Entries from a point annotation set
** START **
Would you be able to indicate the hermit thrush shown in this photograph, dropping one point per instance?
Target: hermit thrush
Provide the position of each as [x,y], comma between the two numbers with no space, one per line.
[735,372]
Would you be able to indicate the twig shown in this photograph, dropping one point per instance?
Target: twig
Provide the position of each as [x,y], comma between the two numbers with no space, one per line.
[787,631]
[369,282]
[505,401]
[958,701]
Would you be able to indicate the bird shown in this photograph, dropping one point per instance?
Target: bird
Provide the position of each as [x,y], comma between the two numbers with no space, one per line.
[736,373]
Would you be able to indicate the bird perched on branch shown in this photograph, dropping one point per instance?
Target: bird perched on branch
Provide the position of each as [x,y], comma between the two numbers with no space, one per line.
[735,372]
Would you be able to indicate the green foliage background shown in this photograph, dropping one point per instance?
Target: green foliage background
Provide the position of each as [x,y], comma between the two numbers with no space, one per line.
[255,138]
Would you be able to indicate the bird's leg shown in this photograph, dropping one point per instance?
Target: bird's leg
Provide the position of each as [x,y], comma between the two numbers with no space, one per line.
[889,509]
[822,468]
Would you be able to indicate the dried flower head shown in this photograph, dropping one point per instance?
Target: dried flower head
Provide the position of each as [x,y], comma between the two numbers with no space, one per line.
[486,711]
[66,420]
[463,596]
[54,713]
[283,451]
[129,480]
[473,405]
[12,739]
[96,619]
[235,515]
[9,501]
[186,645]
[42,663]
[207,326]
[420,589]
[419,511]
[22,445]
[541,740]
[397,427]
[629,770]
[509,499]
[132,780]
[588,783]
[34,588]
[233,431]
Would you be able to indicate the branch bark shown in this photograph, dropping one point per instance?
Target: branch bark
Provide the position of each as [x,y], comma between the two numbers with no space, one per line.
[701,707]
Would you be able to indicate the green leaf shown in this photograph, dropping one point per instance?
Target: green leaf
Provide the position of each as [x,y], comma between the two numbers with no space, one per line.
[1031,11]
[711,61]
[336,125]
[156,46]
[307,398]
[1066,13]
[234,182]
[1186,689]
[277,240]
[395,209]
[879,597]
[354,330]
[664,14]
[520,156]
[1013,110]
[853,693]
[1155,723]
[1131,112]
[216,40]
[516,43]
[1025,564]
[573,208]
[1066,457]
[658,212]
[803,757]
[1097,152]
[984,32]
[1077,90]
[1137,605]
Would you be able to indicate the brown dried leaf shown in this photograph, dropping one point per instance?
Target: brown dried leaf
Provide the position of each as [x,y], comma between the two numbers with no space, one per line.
** END **
- What is asked: Write out exactly the final stretch of the records: the line containing "Would you be able to indicate the branch" and every line after it, through the last, and nothing else.

- Answer below:
Would you be able to indicate the branch bark shown in this photograph, dropping one point per instance?
Target: branch bark
Provide the position of each as [x,y], comma between the two numbers with no space, one per line.
[701,707]
Would you be able to indicate the green leaf shown in this photograph, dropping one point per instance?
Target: green leaf
Provide the position of each as [x,y], comma between the two numbers with no space, one per line.
[1031,11]
[711,61]
[336,125]
[156,46]
[307,398]
[1066,13]
[234,182]
[1186,689]
[277,240]
[395,209]
[879,597]
[354,330]
[664,14]
[520,156]
[1013,110]
[853,693]
[1155,723]
[1131,112]
[216,40]
[516,43]
[1025,564]
[573,208]
[1066,457]
[658,212]
[803,757]
[1097,152]
[984,32]
[1077,90]
[1137,605]
Would you be able to indicate the brown dried leaf shown in this photograph, dropping one point per instance?
Target: brown dried leaf
Provide the position of each as [x,y], comma between the two numbers with no space, one per line.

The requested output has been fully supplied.